Excerpts from a dataset:
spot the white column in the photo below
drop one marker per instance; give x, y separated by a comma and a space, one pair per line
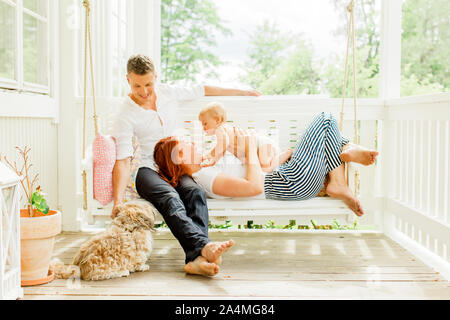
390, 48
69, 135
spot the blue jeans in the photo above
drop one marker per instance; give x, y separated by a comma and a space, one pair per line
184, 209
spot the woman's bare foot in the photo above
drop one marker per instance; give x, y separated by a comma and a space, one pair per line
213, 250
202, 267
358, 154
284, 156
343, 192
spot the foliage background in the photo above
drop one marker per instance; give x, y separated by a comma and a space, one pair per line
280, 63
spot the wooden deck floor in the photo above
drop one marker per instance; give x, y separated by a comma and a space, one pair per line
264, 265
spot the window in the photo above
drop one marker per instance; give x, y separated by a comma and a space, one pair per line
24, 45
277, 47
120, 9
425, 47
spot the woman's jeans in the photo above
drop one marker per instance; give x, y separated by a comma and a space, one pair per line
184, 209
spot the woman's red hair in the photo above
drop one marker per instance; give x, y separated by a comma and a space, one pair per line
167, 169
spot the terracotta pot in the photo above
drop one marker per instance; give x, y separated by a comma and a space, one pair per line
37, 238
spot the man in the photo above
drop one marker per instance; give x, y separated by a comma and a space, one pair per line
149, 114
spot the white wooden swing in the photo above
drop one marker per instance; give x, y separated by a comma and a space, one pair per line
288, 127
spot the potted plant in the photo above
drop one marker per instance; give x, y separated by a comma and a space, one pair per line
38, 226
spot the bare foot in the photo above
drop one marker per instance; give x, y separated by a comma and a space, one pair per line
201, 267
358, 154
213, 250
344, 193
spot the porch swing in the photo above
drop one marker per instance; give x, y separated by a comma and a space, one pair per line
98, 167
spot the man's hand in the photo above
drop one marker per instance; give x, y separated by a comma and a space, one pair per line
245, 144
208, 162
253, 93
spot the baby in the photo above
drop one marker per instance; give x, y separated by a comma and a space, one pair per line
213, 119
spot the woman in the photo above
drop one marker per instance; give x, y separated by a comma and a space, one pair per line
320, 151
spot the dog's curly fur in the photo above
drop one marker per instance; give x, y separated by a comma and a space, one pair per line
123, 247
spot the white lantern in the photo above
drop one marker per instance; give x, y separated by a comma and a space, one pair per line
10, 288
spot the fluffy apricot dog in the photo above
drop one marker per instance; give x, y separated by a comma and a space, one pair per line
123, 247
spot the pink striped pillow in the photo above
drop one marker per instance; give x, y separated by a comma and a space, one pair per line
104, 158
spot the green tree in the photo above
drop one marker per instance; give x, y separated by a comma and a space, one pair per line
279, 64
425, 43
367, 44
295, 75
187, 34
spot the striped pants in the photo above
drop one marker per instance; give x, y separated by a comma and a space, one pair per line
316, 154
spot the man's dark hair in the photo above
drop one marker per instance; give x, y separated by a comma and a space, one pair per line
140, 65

* * *

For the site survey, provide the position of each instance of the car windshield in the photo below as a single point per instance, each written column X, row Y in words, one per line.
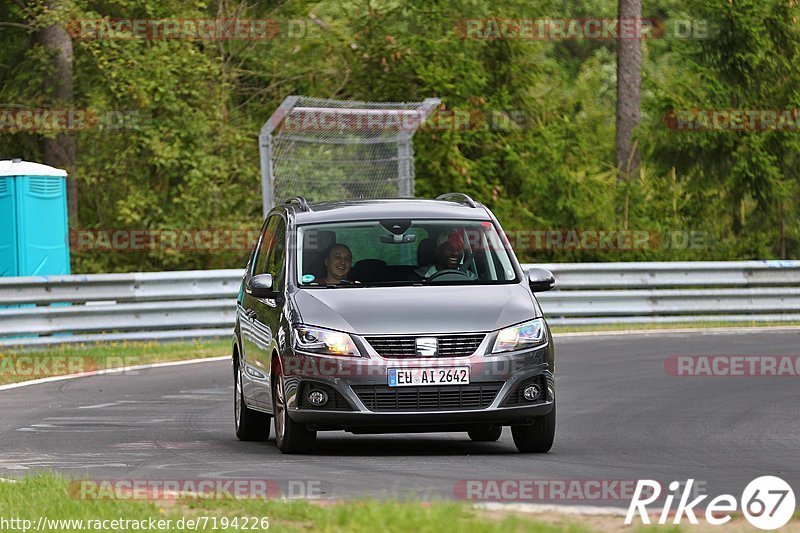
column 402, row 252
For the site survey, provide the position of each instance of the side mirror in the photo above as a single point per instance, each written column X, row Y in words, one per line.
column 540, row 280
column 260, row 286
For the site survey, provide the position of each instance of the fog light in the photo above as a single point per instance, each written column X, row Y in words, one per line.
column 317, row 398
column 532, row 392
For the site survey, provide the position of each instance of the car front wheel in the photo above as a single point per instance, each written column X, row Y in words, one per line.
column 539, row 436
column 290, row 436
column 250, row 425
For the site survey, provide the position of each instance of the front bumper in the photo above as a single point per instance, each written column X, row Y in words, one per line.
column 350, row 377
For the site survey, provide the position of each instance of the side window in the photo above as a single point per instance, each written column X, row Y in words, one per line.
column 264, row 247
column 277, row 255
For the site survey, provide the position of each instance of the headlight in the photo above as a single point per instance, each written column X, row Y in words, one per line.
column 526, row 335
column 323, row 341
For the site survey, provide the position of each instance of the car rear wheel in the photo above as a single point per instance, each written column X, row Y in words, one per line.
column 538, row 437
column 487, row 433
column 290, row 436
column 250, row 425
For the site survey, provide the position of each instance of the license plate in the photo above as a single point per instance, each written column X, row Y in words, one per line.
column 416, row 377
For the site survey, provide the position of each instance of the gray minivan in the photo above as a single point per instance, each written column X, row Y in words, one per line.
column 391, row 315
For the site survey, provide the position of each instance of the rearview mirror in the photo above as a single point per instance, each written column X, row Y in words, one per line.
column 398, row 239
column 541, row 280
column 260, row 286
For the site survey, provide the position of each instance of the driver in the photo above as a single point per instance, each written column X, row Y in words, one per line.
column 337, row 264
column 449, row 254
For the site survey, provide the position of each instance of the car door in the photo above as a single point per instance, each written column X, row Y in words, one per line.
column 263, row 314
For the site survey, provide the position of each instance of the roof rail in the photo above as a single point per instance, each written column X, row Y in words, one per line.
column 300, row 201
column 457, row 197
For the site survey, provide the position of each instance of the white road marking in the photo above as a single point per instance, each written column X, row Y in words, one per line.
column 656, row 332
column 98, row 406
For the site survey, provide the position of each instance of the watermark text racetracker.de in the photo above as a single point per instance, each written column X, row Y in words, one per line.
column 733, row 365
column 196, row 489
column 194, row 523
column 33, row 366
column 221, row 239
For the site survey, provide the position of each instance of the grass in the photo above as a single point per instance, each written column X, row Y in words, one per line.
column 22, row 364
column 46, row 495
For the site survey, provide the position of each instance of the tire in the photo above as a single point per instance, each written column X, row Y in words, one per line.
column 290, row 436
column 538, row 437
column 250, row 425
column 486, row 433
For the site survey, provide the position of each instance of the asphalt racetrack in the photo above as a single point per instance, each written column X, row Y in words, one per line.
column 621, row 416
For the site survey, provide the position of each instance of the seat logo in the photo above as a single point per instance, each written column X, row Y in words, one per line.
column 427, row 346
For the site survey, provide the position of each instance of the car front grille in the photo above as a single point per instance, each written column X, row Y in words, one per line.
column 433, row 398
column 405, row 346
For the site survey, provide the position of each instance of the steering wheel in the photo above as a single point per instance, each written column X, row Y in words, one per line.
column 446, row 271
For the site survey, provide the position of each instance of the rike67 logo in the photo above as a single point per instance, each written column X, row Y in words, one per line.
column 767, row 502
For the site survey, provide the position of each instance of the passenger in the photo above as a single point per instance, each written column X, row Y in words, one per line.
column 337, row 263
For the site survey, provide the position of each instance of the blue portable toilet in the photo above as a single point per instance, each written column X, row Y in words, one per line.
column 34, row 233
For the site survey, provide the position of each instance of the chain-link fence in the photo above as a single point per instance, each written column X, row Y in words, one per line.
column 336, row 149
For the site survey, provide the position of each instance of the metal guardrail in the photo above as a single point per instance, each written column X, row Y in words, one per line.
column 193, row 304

» **WHAT THE TASK REQUIRES**: A copy of each line in the data above that holds the string "striped" is needed.

» **EXERCISE RESULT**:
spot the pink striped pillow in the photo above
spot the striped pants in the photo above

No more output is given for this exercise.